**Selected excerpt:**
BEGIN
Spring has many significance in a person life-regrowth, rejuvenating and spring cleaning.
In my personal endeavour to clean up our living space with my children, we came across toys that we could dispose of at a garage sale. They were very much attached to their Lego blocks which have been there since their birth and they refuse to part with it.
I have often used it in my work with children to teach the many skills that can be taught with Lego.
In trying to clean my paperwork, I came across an article on Lego therapy. It has been particular useful as technique to work with children with Autism.
I decided to take this a step further and sue it as a conflict resolution technique to navigate sibling rivalry.
I found that it can be used as a concept than juts building, rebuilding or even problem solving in its simplest form.
Whenever there was a conflict which needed adult intervention, I would give them a Lego box and tell them to build a complex pattern and see how they could work as a complimentary duo to solve it and off course, the prize would be a spring flavoured freezie…..
END
**Study material:**
BEGIN
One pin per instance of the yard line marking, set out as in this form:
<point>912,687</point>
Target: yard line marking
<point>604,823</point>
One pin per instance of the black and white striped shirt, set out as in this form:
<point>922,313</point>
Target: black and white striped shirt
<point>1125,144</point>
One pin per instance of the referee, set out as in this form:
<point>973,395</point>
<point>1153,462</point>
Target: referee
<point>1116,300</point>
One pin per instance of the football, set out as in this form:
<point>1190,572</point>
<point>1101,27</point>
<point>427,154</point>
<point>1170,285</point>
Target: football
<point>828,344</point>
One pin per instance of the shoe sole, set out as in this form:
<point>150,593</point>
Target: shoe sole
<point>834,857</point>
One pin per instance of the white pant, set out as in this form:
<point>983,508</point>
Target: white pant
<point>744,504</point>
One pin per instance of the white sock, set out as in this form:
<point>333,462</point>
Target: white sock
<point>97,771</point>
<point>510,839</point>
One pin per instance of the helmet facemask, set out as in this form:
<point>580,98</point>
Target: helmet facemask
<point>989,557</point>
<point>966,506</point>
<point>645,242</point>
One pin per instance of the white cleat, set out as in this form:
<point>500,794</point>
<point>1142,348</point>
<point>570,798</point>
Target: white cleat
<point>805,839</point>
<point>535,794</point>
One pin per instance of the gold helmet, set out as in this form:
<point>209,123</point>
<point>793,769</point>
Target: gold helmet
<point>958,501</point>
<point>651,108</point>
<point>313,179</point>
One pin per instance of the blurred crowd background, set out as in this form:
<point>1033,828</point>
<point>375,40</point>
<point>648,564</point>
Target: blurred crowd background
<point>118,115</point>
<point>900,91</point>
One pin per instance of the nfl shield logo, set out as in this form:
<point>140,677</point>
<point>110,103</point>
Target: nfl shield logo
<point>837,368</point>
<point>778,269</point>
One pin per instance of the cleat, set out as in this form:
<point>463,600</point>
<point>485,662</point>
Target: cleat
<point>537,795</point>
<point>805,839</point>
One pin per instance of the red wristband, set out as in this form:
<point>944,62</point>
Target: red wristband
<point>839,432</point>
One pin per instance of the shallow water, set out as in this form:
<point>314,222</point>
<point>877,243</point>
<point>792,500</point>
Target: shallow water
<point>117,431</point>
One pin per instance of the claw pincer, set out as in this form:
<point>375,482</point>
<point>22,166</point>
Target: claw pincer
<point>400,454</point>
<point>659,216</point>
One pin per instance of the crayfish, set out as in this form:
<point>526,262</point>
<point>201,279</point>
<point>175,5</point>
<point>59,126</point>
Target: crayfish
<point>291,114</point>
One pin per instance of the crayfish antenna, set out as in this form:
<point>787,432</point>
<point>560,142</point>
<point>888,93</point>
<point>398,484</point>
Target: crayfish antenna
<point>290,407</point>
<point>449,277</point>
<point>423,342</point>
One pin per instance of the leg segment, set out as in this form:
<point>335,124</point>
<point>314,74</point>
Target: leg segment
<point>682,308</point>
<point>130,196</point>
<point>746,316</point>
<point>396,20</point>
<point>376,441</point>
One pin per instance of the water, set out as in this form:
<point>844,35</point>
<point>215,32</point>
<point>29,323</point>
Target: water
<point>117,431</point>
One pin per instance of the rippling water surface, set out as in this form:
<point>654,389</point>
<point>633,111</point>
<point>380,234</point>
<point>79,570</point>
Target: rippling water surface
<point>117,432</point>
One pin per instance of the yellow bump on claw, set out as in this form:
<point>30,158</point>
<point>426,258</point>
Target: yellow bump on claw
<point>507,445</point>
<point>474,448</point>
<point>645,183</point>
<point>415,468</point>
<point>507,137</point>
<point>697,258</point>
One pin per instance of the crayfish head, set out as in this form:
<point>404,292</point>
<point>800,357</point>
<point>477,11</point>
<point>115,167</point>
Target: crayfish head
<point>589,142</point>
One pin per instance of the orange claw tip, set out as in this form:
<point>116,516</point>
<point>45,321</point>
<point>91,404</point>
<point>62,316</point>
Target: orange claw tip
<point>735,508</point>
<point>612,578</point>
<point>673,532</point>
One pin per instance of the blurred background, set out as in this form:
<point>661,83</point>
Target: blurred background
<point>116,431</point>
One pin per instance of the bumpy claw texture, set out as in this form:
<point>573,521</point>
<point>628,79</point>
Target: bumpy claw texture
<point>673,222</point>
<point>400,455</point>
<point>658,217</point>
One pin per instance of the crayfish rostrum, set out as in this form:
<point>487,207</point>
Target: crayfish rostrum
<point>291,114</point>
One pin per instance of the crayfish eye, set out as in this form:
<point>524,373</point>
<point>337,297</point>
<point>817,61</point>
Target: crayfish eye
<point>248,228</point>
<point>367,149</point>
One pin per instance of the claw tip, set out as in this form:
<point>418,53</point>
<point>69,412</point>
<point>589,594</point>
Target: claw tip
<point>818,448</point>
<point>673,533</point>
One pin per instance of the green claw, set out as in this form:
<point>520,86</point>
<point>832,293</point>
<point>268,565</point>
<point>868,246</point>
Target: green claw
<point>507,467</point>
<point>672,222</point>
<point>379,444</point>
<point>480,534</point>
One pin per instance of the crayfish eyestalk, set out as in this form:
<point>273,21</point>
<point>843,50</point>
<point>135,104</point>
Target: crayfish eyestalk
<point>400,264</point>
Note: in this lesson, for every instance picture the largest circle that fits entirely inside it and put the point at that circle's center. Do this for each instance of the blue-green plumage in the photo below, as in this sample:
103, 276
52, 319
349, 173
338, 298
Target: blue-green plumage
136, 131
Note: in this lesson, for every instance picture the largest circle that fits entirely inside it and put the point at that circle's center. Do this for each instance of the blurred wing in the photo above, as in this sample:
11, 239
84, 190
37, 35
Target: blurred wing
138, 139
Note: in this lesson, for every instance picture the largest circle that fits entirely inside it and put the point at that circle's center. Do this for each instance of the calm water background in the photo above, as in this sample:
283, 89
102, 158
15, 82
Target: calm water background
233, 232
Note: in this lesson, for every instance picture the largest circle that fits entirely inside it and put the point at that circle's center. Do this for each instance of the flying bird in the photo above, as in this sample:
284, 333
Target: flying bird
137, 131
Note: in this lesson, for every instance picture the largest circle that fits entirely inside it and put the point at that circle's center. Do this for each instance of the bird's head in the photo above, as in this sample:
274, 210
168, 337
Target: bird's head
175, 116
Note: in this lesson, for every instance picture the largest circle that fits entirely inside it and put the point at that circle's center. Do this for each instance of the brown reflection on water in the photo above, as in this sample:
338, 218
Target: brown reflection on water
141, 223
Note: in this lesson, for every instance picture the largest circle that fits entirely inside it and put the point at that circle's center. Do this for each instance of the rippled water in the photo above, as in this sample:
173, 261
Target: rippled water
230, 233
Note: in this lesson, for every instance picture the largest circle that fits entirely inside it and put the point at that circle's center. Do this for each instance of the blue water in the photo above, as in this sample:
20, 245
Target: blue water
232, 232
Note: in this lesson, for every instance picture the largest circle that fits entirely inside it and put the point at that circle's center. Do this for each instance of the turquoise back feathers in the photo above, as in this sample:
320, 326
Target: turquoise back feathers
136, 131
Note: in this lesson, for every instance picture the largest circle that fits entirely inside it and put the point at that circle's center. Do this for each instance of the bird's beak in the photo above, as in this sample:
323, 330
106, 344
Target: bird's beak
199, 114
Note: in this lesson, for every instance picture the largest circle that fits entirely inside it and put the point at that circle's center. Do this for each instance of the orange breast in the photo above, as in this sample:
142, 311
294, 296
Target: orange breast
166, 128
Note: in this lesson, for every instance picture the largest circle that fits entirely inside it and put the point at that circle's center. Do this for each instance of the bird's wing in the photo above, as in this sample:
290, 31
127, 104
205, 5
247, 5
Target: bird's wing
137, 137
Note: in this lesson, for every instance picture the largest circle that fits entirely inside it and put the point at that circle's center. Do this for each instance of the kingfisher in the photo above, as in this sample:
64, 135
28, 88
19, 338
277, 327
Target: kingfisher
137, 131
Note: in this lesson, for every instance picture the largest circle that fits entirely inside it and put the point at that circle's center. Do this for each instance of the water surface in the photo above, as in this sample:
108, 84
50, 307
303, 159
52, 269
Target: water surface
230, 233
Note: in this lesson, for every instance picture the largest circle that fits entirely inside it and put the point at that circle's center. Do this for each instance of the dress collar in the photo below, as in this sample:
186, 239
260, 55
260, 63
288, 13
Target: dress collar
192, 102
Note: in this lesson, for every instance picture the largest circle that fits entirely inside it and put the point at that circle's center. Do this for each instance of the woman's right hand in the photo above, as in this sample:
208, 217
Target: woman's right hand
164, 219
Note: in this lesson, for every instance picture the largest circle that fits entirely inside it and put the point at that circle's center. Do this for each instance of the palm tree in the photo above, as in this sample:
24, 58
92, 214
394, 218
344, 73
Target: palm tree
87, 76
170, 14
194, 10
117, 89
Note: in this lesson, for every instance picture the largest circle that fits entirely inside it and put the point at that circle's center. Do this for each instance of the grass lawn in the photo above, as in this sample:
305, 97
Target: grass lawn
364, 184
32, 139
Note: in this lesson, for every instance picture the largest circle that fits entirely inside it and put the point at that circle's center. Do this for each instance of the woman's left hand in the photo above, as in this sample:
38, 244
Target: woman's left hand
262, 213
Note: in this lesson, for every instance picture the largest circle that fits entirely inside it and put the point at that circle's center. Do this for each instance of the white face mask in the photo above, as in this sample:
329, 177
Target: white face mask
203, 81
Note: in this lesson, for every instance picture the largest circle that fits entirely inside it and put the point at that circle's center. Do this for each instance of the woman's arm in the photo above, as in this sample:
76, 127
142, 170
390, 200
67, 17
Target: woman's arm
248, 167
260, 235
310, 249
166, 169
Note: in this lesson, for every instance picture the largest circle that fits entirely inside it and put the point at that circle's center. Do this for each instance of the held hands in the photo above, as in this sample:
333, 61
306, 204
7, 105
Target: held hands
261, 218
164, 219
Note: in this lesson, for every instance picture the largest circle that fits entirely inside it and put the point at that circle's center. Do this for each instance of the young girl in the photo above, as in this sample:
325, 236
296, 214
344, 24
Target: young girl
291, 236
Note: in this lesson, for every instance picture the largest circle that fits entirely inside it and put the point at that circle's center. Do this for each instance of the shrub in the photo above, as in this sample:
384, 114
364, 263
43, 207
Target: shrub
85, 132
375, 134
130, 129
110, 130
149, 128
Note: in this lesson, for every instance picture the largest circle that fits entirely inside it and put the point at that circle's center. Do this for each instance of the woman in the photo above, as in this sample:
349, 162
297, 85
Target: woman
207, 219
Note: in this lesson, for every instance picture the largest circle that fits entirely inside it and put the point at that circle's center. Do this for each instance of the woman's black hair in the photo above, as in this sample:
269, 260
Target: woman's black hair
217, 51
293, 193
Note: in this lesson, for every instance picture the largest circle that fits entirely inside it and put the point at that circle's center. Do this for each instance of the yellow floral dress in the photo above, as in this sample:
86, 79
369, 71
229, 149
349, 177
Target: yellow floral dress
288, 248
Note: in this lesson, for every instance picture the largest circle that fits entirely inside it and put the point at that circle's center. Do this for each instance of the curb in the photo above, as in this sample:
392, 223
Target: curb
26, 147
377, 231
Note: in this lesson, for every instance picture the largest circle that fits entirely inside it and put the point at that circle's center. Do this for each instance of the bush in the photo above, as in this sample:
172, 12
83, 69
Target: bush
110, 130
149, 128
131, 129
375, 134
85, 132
END
Can you repeat the post about Lego from the words "I decided to" through the words "its simplest form.", renaming "sibling rivalry" to "sibling squabbles"?

**Completed exercise:**
I decided to take this a step further and sue it as a conflict resolution technique to navigate sibling squabbles.
I found that it can be used as a concept than juts building, rebuilding or even problem solving in its simplest form.